Records excerpted from a collection:

################

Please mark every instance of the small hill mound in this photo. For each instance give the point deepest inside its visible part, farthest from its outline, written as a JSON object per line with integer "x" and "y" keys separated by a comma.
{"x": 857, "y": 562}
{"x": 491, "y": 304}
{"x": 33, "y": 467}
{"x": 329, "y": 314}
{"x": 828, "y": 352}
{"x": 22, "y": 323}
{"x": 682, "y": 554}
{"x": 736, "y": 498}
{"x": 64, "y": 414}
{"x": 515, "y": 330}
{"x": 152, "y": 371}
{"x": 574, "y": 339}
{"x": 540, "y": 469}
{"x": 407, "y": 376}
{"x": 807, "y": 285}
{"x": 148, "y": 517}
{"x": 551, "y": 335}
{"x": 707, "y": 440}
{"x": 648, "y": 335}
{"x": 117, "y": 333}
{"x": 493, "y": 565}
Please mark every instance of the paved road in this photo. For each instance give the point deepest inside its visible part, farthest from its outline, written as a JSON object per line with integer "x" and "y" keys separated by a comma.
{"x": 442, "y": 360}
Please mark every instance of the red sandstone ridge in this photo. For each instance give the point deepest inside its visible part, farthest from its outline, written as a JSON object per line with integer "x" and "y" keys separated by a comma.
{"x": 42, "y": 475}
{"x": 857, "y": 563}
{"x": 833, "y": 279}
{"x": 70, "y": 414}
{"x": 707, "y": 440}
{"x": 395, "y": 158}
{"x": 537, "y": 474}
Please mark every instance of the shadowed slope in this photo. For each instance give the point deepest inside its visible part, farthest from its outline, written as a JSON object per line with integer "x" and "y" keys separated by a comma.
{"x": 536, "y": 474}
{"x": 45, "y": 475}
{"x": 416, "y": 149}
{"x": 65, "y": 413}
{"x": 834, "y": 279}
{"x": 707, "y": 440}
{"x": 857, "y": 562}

################

Requirements: Repeat the data verbatim.

Solution for this task:
Please mark every instance of the small hill mound in this photo. For each instance give the point deepest inside its visible part, farthest from its outline, written as a JSON object per line with integer "x" and "y" keys separated by a comma.
{"x": 857, "y": 562}
{"x": 491, "y": 304}
{"x": 33, "y": 467}
{"x": 329, "y": 314}
{"x": 828, "y": 352}
{"x": 22, "y": 323}
{"x": 682, "y": 554}
{"x": 736, "y": 498}
{"x": 64, "y": 414}
{"x": 515, "y": 330}
{"x": 152, "y": 371}
{"x": 574, "y": 339}
{"x": 540, "y": 469}
{"x": 407, "y": 376}
{"x": 807, "y": 285}
{"x": 148, "y": 517}
{"x": 551, "y": 335}
{"x": 707, "y": 440}
{"x": 648, "y": 335}
{"x": 117, "y": 333}
{"x": 493, "y": 565}
Please mark every instance of the paved road in this photo. For each instance give the point deepest inside its visible part, farthest from its outline, written as a JSON object per line with integer "x" and "y" keys separated by a comma.
{"x": 442, "y": 360}
Please mark every instance of the red sandstone ridge in this photo. For each instance give the point deepest inside its visible part, farthest from its outline, written as a JSON object per line with integer "x" and "y" keys separated by a comma.
{"x": 42, "y": 475}
{"x": 857, "y": 563}
{"x": 833, "y": 279}
{"x": 70, "y": 414}
{"x": 707, "y": 440}
{"x": 395, "y": 158}
{"x": 537, "y": 474}
Please mark every instance of the shadowed slope in this photo. For each instance give the point deepest inside its visible part, farthest from its outline, written as a JSON object per line with integer "x" and "y" keys separated by a comma.
{"x": 536, "y": 474}
{"x": 45, "y": 475}
{"x": 416, "y": 149}
{"x": 65, "y": 413}
{"x": 834, "y": 279}
{"x": 707, "y": 440}
{"x": 857, "y": 562}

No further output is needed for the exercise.